What the exercise asks ::
Pick up the forum thread below about the Myrio plant that started melting and write what comes next, starting after its last line.

Document passage ::

# Myrio suddenly started melting



## Kaffrin (Apr 1, 2014)

It was growing wonderfully before. Green, bushy and pretty. All of a sudden it started melting this week and turning into.. this:









I have a single stem that hasn't been affected by this- it's floating.

Water:
PH - 7.4-.6(Hard water, don't remember the numbers for it.)
Ammonia - .25
Nitrite - 0
Nitrate - 5

If anyone has any idea of what has caused this- thank you in advance! ^.^


----------



## chips2041 (Jul 24, 2014)

Check the light. Myrio might not be getting enough light or maybe Myrio needs a trim. 
Lights also tend to lose strength over time....minor changes our eyes aren't always able to notice. Try changing the light(s) as well.
If Myrio isn't new to the tank, it's probably the light. Hope that helps.


----------



## Kaffrin (Apr 1, 2014)

Data extract ::
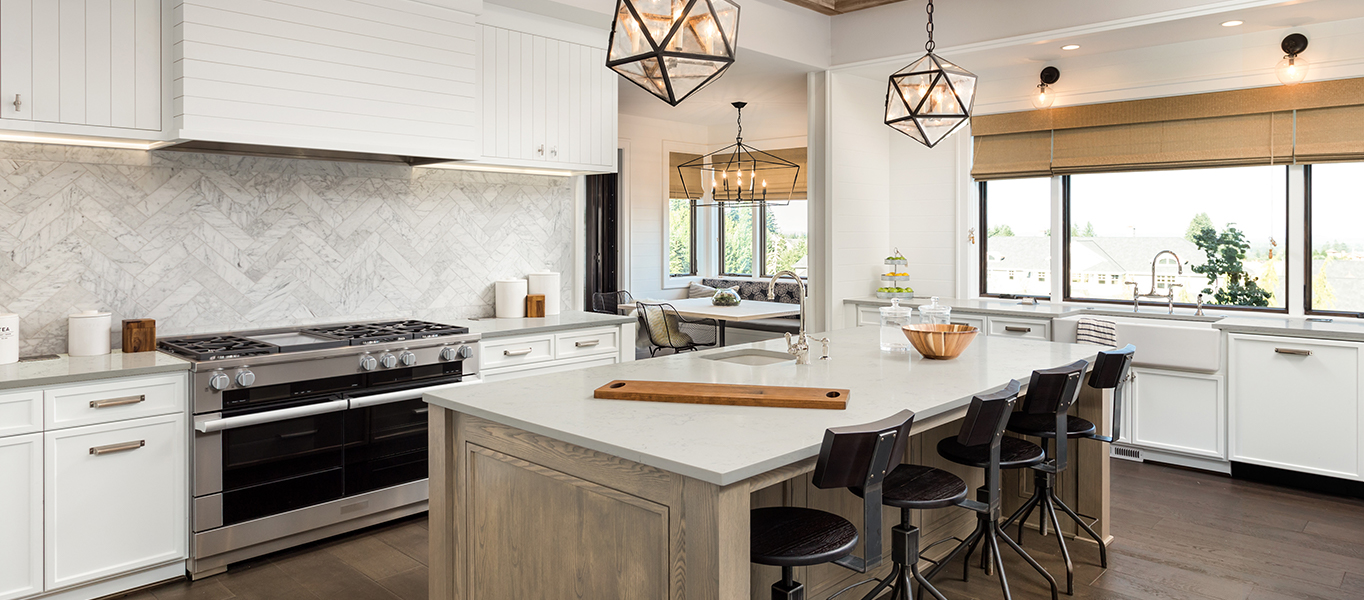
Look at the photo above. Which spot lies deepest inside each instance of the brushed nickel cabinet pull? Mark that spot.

Exercise answer ::
I'm using a single 23watt 6500k bulb that is only a few months old. The rest of the plants are doing fine, but maybe it's just not enough! I do have another 23 watt bulb.. but that will be overkill to add, lol.

The melt started from the bottom up- sorry for not mentioning this earlier!


----------



## chips2041 (Jul 24, 2014)

Sounds like light. Try moving some of the floating plants to ensure that the light isnt being blocked.
Most lights are recommended to be replaced every 6 months...so the light bulb itself should still be ok.
Nitrates can be 20 or lower, but with plants 10 should be the average. They need plenty of food to eat.
If you are using soil, do you do fertilizer readings? 
Myrio requires moderate-high light with everything I can find on it. (5000-7000k -- 2-3 watts per gallon depending on the efficiency of the light -- CFL's and LED's obviously take less power then others). So no shade for this one.


----------



## Islandgaliam (Jan 27, 2014)

Do you use fert's?


----------



## Kaffrin (Apr 1, 2014)

I am not sure what you mean about the fert readings (I do use soil). I use these ferts: Root tabs and dose flourish comprehensive 2x a week. I will try to bump up the light a bit and keep the area free of shade.


----------



## rpadgett37 (Jan 1, 2014)

What type of soil and what root tabs are you using? Are the roots of the plant black?


----------



## Kaffrin (Apr 1, 2014)

Osmocote+ DIY tabs and organic top soil. Roots are white.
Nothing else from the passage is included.